(PARTE DEL TESTO)

Anche per questo, Le Corre fa notare che gli europei sono “sempre più pessimisti sulla possibilità di un ruolo positivo della Cina in questa guerra”. Perché sono poco persuasi? “Pechino ha troppo da guadagnare da questo conflitto, sia che si tratti della dipendenza della Russia o dell’indebolimento dell’Occidente”. Se arriveranno aiuti militari e politici cinesi — come temono gli Stati Uniti — ed essi saranno in qualche modo determinanti, Pechino potrà aver creato l’espediente per mettere Mosca in una condizione di subordinazione. Se si creerà uno squilibrio a sfavore di Kiev, che potrebbe portare a pendere il peso di un eventuale negoziato verso i russi. E allora, semplificando, significherebbe una sconfitta anche per il fronte occidentale che ha sostenuto la resistenza ucraina.
Finora Pechino ha ampiamente fallito nei suoi tentativi di persuadere gli europei che non sostiene la guerra. Sebbene l’interesse dei Paesi Ue sia di mantenere aperti i canali commerciali con la Cina, i leader europei non sono convinti della terzietà cinese. Automaticamente, anche il tentativo di Pechino di creare un cuneo tra i partner orientali dell’asse euro-atlantico e gli Stati Uniti, incoraggiando l’Europa a esercitare una politica estera “indipendente” — intanto e soprattutto nei confronti della Russia e della Cina — ha fatto pochi passi avanti.

(COSA FARE)
1. Nel brano sul ruolo della Cina nella guerra in Ucraina, per quale motivo gli europei sono poco persuasi da Pechino?
2. Scrivi il seguito del brano sul ruolo della Cina nella guerra in Ucraina, partendo da dove si interrompe.

(DATI ESTRATTI)
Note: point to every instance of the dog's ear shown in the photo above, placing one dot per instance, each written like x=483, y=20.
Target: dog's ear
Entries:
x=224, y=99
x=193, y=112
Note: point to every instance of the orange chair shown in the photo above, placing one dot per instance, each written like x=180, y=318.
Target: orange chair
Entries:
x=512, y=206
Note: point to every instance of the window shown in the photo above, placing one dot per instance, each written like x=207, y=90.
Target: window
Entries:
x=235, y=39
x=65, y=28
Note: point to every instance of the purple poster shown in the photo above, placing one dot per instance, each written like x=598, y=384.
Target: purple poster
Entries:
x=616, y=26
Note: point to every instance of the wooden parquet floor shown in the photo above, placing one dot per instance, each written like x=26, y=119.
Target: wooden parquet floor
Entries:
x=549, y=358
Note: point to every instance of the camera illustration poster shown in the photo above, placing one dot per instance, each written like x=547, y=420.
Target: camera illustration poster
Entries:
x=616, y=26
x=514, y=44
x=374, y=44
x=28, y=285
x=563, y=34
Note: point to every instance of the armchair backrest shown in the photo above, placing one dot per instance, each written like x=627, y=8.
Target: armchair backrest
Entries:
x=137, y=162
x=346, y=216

(RISPOSTE ATTESE)
1. Perché Pechino ha troppo da guadagnare da questo conflitto, tra la dipendenza della Russia e l'indebolimento dell'Occidente.

2.
Nei fatti, il piano di pace cinese ha in sé certe caratteristiche che lo rendono relativamente affidabile nei fatti — anche se dopo la visita di Wang a Parigi, Francia e Cina hanno concordato di lavorare insieme per la pace in Ucraina. Pechino sostiene la necessità del rispetto di sovranità e integrità territoriale, ma in considerazione delle legittime preoccupazioni di sicurezza di tutti i paesi — e poi contesta le sanzioni e esclude l’uso di ogni genere di arma nucleare, richiamando ai principi della Carta delle Nazioni Unite.
Il punto riguarda quelle “legittime” preoccupazioni di sicurezza, che di fatto potrebbero benissimo essere quelle della Russia, per la Cina ignorate e anzi oltraggiate dallo sviluppo della Nato a Est secondo un interesse degli Stati Uniti. Così come la minaccia dell’utilizzo delle armi nucleari, la preoccupazione per la sicurezza di Mosca sarebbe legata alla volontà degli Stati Uniti di continuare la guerra.
“Alcuni Paesi gettano benzina sul fuoco”, ha detto in questi giorni Qin (speculazione: visto che spesso l’establishment cinese parla a uso interno, il ministro voleva mandare un messaggio affinché la Cina evitasse di fornire aiuto miltiare a Mosca? D’altronde Qin conosce bene le possibili reazioni americane, avendo creato buono rapporti a Washington come ambasciatore).